* Text excerpt:
----------

JMIR Publications

ABSTRACT

Background:

Data collected by an accelerometer device worn on the wrist or waist can provide objective measurements for studies related to physical activity. However, some portion of the data cannot be used because of missing values. In previous studies, statistical methods have been applied to impute missing values on the basis of statistical assumptions. Deep learning algorithms, however, can learn features from the data itself without any assumptions and may outperform previous approaches in imputation tasks.

Objective:

The aim of this study was to impute missing values in accelerometer data using a deep learning approach with better performance than that of conventional approaches.

Methods:

To develop imputation model for missing values in accelerometer data, a denoising convolutional autoencoder was adopted. We trained and tested our deep learning-based imputation model with the National Health and Nutrition Survey (NHANES) dataset and validated it with the external Korea National Health and Nutrition Survey (KNHANES) and the Korean Chronic Cerebrovascular Disease Oriented Biobank (KCCDB) datasets. The root mean squared error and mean absolute error calculated in the imputed part (PRMSE and PMAE) were used for a performance comparison with previous approaches (mean imputation and zero-inflated Poisson [ZIP] regression).

Results:

Our model exhibited a PRMSE of 839.32 m/s2 and PMAE of 431.15 m/s2, whereas mean imputation showed a PRMSE of 1,053.22 m/s2 and PMAE of 545.40 m/s2, and the ZIP model achieved a PRMSE of 1,255.56 m/s2 and PMAE of 508.61 m/s2.

Conclusions:

In this study, the proposed deep learning model for imputing missing values in accelerometer activity data exhibited better performance than the other methods.

----------

* Data entries:
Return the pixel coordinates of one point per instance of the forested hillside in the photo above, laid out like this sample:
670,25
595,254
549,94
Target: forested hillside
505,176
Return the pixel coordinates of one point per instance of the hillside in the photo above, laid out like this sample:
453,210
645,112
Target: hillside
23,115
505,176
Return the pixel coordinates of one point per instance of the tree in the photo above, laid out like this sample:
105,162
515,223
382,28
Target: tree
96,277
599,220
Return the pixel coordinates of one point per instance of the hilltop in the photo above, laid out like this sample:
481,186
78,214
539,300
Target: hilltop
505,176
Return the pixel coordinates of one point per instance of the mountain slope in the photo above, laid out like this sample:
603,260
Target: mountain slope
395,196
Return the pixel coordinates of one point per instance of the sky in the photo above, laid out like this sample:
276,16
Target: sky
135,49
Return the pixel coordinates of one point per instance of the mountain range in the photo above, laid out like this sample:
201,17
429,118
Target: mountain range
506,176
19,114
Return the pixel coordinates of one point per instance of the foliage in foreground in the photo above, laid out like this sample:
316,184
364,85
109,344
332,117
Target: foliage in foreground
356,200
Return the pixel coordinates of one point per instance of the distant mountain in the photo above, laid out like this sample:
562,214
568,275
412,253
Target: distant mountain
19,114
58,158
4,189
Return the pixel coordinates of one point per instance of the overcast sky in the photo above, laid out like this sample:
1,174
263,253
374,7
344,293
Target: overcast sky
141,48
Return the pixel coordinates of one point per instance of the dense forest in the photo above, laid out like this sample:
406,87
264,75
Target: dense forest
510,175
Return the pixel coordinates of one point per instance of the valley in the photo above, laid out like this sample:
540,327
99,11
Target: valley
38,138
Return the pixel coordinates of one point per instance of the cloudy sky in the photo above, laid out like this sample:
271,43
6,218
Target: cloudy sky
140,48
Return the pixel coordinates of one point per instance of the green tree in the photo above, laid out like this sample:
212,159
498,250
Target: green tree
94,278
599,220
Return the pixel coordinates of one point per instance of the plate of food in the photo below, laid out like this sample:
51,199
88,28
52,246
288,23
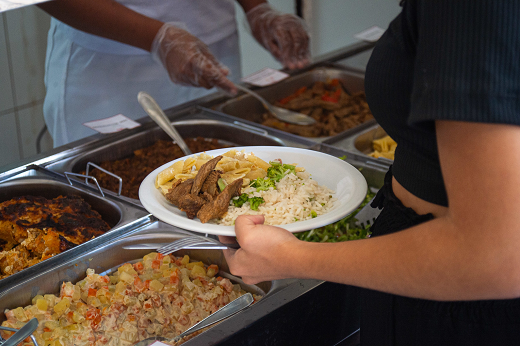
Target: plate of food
297,189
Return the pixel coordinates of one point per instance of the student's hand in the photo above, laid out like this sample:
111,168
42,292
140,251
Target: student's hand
188,60
284,35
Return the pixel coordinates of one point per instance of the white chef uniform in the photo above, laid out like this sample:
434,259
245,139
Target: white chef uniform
89,77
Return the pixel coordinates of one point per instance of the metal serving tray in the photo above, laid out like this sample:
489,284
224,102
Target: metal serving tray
226,133
122,217
249,109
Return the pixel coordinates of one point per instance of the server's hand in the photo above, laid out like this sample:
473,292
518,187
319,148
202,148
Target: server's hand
284,35
188,60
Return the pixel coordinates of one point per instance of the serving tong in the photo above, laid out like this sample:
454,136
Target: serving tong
278,112
189,242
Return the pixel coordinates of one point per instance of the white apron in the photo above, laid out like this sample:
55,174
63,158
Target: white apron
88,77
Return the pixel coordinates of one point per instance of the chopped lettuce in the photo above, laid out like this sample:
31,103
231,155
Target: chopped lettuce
263,184
253,201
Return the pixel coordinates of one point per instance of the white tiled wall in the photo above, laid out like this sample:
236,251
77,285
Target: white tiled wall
23,39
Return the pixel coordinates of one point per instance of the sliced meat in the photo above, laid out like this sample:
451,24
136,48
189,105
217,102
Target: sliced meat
203,173
211,183
220,204
190,204
175,194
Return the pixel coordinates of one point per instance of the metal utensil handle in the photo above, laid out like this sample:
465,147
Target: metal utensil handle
107,172
155,112
235,306
83,176
22,333
255,95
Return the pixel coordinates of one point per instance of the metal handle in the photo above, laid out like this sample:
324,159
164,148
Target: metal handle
235,306
22,333
107,172
155,112
83,176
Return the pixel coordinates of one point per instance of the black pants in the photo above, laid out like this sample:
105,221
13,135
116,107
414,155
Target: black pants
388,319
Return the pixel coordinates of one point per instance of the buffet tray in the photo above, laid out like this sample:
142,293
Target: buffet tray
121,216
247,108
360,141
227,133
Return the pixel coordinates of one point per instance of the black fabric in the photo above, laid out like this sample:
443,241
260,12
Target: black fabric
443,60
388,320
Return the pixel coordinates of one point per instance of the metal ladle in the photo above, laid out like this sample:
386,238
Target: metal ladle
156,113
281,113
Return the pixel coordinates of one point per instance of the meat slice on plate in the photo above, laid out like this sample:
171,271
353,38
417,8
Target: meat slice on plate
220,204
203,173
190,204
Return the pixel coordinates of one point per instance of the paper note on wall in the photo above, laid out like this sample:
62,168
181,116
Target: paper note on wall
6,5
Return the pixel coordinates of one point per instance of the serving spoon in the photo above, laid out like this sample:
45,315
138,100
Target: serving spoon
281,113
227,310
156,113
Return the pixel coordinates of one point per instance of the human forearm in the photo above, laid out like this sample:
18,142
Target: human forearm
105,18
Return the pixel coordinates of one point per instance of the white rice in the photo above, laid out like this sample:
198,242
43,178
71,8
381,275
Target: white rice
294,199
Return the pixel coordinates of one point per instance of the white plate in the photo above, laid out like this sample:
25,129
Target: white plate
346,180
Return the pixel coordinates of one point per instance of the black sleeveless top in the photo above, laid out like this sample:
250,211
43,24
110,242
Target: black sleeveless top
443,60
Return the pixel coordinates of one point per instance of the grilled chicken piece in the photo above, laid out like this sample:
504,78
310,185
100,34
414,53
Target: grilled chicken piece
178,191
203,173
210,184
35,228
220,204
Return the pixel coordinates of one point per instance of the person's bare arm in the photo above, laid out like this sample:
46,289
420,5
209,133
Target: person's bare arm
105,18
471,253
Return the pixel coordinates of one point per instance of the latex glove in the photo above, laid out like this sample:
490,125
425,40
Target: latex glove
188,60
284,35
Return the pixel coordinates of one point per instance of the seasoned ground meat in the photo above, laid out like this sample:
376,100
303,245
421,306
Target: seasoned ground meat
327,102
134,169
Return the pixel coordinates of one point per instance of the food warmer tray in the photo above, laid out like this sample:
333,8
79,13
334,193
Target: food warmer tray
286,298
227,133
121,216
248,109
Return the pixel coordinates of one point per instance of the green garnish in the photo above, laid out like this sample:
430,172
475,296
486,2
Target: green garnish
253,201
344,229
263,184
240,200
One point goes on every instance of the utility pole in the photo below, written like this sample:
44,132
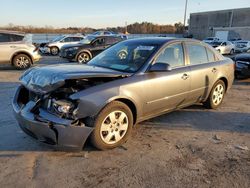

----------

* Activity:
Reproduce word for word the passage of the accelerometer abstract starting with "The aim of this" and going on through "of conventional approaches.". The material above is separate from the abstract.

* Finished task:
The aim of this study was to impute missing values in accelerometer data using a deep learning approach with better performance than that of conventional approaches.